#### [演習課題 A]
提示文を2文で要約するとどうなりますか。

====

「環境新聞」に弊所顧問弁護士芝田稔秋執筆『産廃と私~弁護士50余年の歩み~【第4期:1990年代(平成2年以降)】②』が掲載されました

環境新聞にて、令和6年1月17日より隔週連載されております、
弊所顧問弁護士芝田稔秋執筆『産廃と私~弁護士50余年の歩み~』が掲載されました。

芝田稔秋が弁護士になるまで、そして、弁護士として50年以上廃棄物処理法に
携わってきた半生を、1年間に亘って連載されます。

この度、「第4期:1990年代(平成2年以降)」の
第2回が掲載されましたのでご紹介いたします。

第4期第2回(令和6年8月28日掲載)
「私が関わった廃棄物にまつわる2つの事件」

 私の事件簿から紹介する。

====

#### [演習課題 B]
エントリのうち、文字列「rear」を含む行はどれですか。該当する行をすべて選び、書き写してください。大文字と小文字は区別します。

====

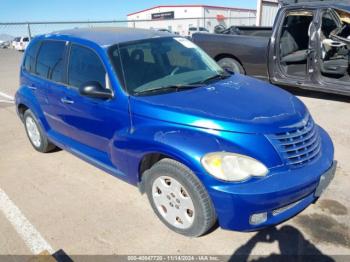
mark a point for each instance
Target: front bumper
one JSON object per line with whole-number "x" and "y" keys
{"x": 282, "y": 194}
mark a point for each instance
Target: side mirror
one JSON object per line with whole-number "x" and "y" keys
{"x": 95, "y": 90}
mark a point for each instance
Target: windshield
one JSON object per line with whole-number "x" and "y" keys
{"x": 160, "y": 63}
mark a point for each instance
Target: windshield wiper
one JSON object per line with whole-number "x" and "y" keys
{"x": 217, "y": 76}
{"x": 165, "y": 88}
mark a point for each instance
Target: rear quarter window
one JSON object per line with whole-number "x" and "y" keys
{"x": 29, "y": 60}
{"x": 85, "y": 66}
{"x": 50, "y": 60}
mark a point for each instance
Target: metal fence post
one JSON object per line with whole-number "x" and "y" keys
{"x": 29, "y": 32}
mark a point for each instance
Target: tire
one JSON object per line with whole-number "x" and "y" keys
{"x": 35, "y": 134}
{"x": 231, "y": 64}
{"x": 171, "y": 187}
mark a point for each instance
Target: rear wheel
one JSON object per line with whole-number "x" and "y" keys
{"x": 231, "y": 64}
{"x": 179, "y": 199}
{"x": 35, "y": 134}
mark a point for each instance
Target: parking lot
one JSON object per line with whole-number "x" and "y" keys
{"x": 79, "y": 209}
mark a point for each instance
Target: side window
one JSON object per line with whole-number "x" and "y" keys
{"x": 50, "y": 60}
{"x": 328, "y": 24}
{"x": 29, "y": 60}
{"x": 85, "y": 66}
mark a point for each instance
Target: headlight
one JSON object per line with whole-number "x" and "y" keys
{"x": 233, "y": 167}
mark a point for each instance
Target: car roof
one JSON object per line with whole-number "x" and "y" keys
{"x": 106, "y": 36}
{"x": 342, "y": 5}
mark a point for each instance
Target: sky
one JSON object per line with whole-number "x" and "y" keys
{"x": 61, "y": 10}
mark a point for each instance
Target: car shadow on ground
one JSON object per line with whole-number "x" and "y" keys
{"x": 292, "y": 246}
{"x": 315, "y": 94}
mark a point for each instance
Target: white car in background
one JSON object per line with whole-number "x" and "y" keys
{"x": 193, "y": 30}
{"x": 20, "y": 43}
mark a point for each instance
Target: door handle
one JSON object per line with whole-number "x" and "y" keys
{"x": 32, "y": 87}
{"x": 310, "y": 51}
{"x": 66, "y": 100}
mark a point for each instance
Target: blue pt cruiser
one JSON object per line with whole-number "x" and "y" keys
{"x": 154, "y": 110}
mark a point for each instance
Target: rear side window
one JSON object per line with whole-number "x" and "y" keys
{"x": 29, "y": 60}
{"x": 85, "y": 66}
{"x": 50, "y": 60}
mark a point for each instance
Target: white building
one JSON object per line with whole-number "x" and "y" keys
{"x": 266, "y": 12}
{"x": 179, "y": 18}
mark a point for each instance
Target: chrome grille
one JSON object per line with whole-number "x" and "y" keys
{"x": 298, "y": 146}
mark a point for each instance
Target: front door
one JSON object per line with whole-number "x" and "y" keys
{"x": 292, "y": 53}
{"x": 333, "y": 51}
{"x": 92, "y": 122}
{"x": 49, "y": 67}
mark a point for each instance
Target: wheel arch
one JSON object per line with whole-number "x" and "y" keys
{"x": 226, "y": 55}
{"x": 21, "y": 108}
{"x": 151, "y": 158}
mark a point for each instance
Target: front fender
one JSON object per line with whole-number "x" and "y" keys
{"x": 25, "y": 96}
{"x": 188, "y": 145}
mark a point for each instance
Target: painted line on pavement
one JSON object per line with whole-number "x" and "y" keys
{"x": 7, "y": 96}
{"x": 6, "y": 101}
{"x": 32, "y": 238}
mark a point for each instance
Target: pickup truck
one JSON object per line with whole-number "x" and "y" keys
{"x": 307, "y": 47}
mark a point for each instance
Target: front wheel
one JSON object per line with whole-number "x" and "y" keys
{"x": 179, "y": 199}
{"x": 231, "y": 64}
{"x": 35, "y": 134}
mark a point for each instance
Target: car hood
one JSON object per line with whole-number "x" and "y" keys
{"x": 236, "y": 104}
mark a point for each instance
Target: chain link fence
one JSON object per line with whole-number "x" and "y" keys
{"x": 182, "y": 26}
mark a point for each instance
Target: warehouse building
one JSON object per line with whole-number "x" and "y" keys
{"x": 266, "y": 12}
{"x": 180, "y": 18}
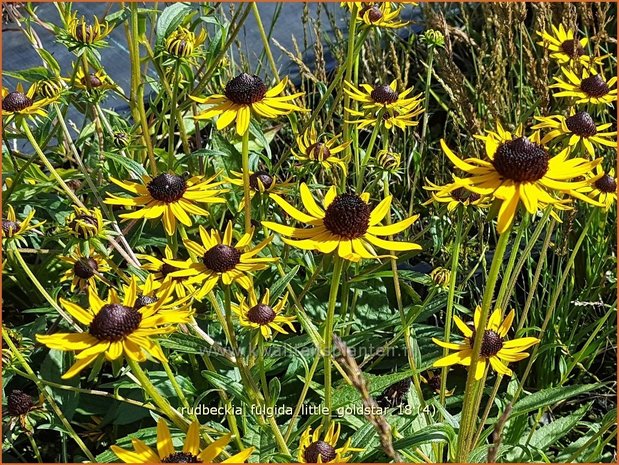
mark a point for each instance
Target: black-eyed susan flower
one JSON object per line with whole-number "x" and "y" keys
{"x": 191, "y": 452}
{"x": 85, "y": 224}
{"x": 84, "y": 270}
{"x": 382, "y": 96}
{"x": 14, "y": 229}
{"x": 565, "y": 47}
{"x": 259, "y": 314}
{"x": 115, "y": 329}
{"x": 382, "y": 14}
{"x": 97, "y": 81}
{"x": 453, "y": 194}
{"x": 313, "y": 449}
{"x": 520, "y": 169}
{"x": 160, "y": 272}
{"x": 84, "y": 33}
{"x": 602, "y": 187}
{"x": 246, "y": 95}
{"x": 589, "y": 87}
{"x": 220, "y": 260}
{"x": 182, "y": 43}
{"x": 580, "y": 128}
{"x": 322, "y": 151}
{"x": 169, "y": 196}
{"x": 260, "y": 182}
{"x": 18, "y": 104}
{"x": 346, "y": 224}
{"x": 494, "y": 348}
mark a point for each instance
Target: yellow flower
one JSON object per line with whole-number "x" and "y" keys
{"x": 220, "y": 260}
{"x": 313, "y": 449}
{"x": 19, "y": 104}
{"x": 246, "y": 95}
{"x": 86, "y": 224}
{"x": 87, "y": 34}
{"x": 602, "y": 187}
{"x": 494, "y": 348}
{"x": 580, "y": 127}
{"x": 14, "y": 229}
{"x": 313, "y": 150}
{"x": 191, "y": 453}
{"x": 565, "y": 48}
{"x": 260, "y": 315}
{"x": 453, "y": 194}
{"x": 346, "y": 224}
{"x": 590, "y": 87}
{"x": 168, "y": 195}
{"x": 378, "y": 14}
{"x": 520, "y": 169}
{"x": 98, "y": 80}
{"x": 182, "y": 42}
{"x": 161, "y": 271}
{"x": 115, "y": 329}
{"x": 85, "y": 270}
{"x": 260, "y": 182}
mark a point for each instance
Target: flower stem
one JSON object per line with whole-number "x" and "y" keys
{"x": 473, "y": 387}
{"x": 246, "y": 187}
{"x": 157, "y": 398}
{"x": 49, "y": 398}
{"x": 265, "y": 40}
{"x": 338, "y": 265}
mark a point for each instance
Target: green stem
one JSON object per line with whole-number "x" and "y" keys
{"x": 473, "y": 387}
{"x": 49, "y": 398}
{"x": 265, "y": 40}
{"x": 246, "y": 186}
{"x": 157, "y": 398}
{"x": 338, "y": 265}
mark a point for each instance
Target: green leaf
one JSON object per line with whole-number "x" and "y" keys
{"x": 130, "y": 165}
{"x": 170, "y": 18}
{"x": 551, "y": 396}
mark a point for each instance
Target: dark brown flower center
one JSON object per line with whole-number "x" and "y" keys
{"x": 114, "y": 322}
{"x": 319, "y": 448}
{"x": 167, "y": 188}
{"x": 181, "y": 457}
{"x": 490, "y": 345}
{"x": 221, "y": 258}
{"x": 245, "y": 89}
{"x": 572, "y": 48}
{"x": 261, "y": 314}
{"x": 10, "y": 227}
{"x": 581, "y": 124}
{"x": 85, "y": 268}
{"x": 373, "y": 11}
{"x": 347, "y": 216}
{"x": 462, "y": 195}
{"x": 265, "y": 178}
{"x": 521, "y": 160}
{"x": 606, "y": 184}
{"x": 19, "y": 403}
{"x": 384, "y": 95}
{"x": 91, "y": 81}
{"x": 594, "y": 86}
{"x": 16, "y": 101}
{"x": 143, "y": 301}
{"x": 318, "y": 152}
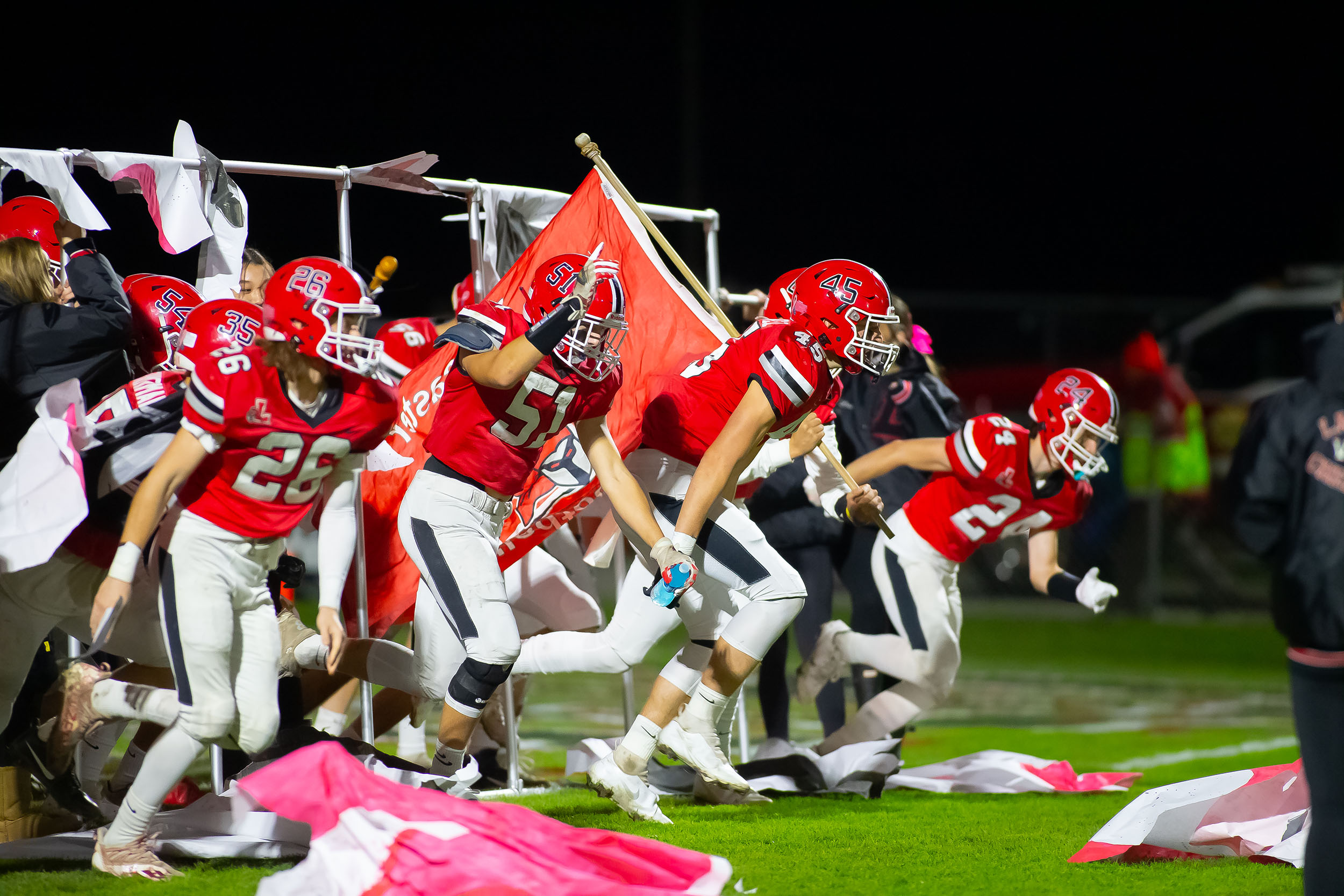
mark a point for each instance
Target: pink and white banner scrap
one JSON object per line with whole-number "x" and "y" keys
{"x": 377, "y": 837}
{"x": 1000, "y": 771}
{"x": 1261, "y": 814}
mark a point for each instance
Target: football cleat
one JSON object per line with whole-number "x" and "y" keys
{"x": 718, "y": 795}
{"x": 700, "y": 750}
{"x": 292, "y": 633}
{"x": 77, "y": 716}
{"x": 631, "y": 793}
{"x": 827, "y": 663}
{"x": 133, "y": 860}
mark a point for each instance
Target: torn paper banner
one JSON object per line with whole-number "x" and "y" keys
{"x": 999, "y": 771}
{"x": 52, "y": 170}
{"x": 375, "y": 836}
{"x": 221, "y": 265}
{"x": 1259, "y": 813}
{"x": 170, "y": 190}
{"x": 859, "y": 769}
{"x": 399, "y": 174}
{"x": 42, "y": 488}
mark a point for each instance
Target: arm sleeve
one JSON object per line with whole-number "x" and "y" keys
{"x": 783, "y": 371}
{"x": 976, "y": 450}
{"x": 337, "y": 534}
{"x": 203, "y": 405}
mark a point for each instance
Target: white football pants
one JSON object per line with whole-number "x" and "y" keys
{"x": 918, "y": 587}
{"x": 745, "y": 591}
{"x": 219, "y": 626}
{"x": 466, "y": 634}
{"x": 58, "y": 594}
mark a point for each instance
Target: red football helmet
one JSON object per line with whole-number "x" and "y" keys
{"x": 319, "y": 307}
{"x": 593, "y": 347}
{"x": 847, "y": 307}
{"x": 408, "y": 342}
{"x": 216, "y": 324}
{"x": 34, "y": 218}
{"x": 1071, "y": 406}
{"x": 780, "y": 299}
{"x": 464, "y": 293}
{"x": 159, "y": 308}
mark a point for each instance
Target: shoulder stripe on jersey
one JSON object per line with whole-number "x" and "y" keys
{"x": 216, "y": 414}
{"x": 787, "y": 377}
{"x": 967, "y": 450}
{"x": 491, "y": 328}
{"x": 206, "y": 393}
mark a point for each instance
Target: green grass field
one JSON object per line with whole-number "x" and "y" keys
{"x": 1101, "y": 692}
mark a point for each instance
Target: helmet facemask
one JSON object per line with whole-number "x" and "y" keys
{"x": 345, "y": 343}
{"x": 874, "y": 355}
{"x": 593, "y": 348}
{"x": 1068, "y": 448}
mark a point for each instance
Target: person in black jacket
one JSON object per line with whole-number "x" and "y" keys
{"x": 906, "y": 405}
{"x": 1288, "y": 507}
{"x": 45, "y": 342}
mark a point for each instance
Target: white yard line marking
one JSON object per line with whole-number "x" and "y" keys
{"x": 1213, "y": 752}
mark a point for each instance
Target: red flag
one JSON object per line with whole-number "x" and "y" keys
{"x": 666, "y": 324}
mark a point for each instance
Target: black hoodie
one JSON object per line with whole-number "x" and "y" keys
{"x": 1288, "y": 493}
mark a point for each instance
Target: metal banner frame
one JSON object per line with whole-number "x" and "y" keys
{"x": 469, "y": 191}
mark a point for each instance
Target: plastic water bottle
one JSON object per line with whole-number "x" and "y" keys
{"x": 668, "y": 586}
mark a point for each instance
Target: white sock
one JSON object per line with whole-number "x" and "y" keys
{"x": 888, "y": 653}
{"x": 330, "y": 722}
{"x": 633, "y": 752}
{"x": 128, "y": 769}
{"x": 410, "y": 739}
{"x": 447, "y": 762}
{"x": 311, "y": 653}
{"x": 93, "y": 752}
{"x": 724, "y": 723}
{"x": 165, "y": 766}
{"x": 121, "y": 700}
{"x": 703, "y": 708}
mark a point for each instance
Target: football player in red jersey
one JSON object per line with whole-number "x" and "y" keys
{"x": 515, "y": 383}
{"x": 700, "y": 431}
{"x": 992, "y": 478}
{"x": 265, "y": 431}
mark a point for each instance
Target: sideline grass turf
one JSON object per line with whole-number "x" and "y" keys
{"x": 913, "y": 843}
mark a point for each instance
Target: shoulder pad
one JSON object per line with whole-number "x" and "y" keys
{"x": 469, "y": 336}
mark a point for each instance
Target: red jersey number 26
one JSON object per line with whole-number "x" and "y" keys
{"x": 303, "y": 485}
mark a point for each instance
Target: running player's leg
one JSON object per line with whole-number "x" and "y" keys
{"x": 453, "y": 546}
{"x": 636, "y": 625}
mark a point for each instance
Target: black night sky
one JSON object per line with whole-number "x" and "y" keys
{"x": 1167, "y": 155}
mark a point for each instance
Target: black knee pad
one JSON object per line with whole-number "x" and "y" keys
{"x": 476, "y": 682}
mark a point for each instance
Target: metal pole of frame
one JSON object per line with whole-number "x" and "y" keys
{"x": 628, "y": 676}
{"x": 366, "y": 690}
{"x": 474, "y": 234}
{"x": 711, "y": 254}
{"x": 515, "y": 779}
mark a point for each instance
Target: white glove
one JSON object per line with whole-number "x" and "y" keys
{"x": 1093, "y": 593}
{"x": 667, "y": 555}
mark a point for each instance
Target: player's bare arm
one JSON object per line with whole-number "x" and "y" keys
{"x": 923, "y": 454}
{"x": 509, "y": 364}
{"x": 182, "y": 458}
{"x": 627, "y": 494}
{"x": 740, "y": 439}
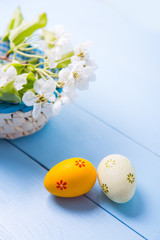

====

#### [正答 A]
環境新聞では令和6年1月17日から、顧問弁護士芝田稔秋の執筆による『産廃と私~弁護士50余年の歩み~』が隔週で連載されており、弁護士になるまでと、弁護士として50年以上廃棄物処理法に携わってきた半生が1年間にわたって語られる。今回は「第4期:1990年代(平成2年以降)」の第2回「私が関わった廃棄物にまつわる2つの事件」が令和6年8月28日に掲載された。

#### [正答 B]
Target: rear quarter window
Target: rear wheel
Target: rear side window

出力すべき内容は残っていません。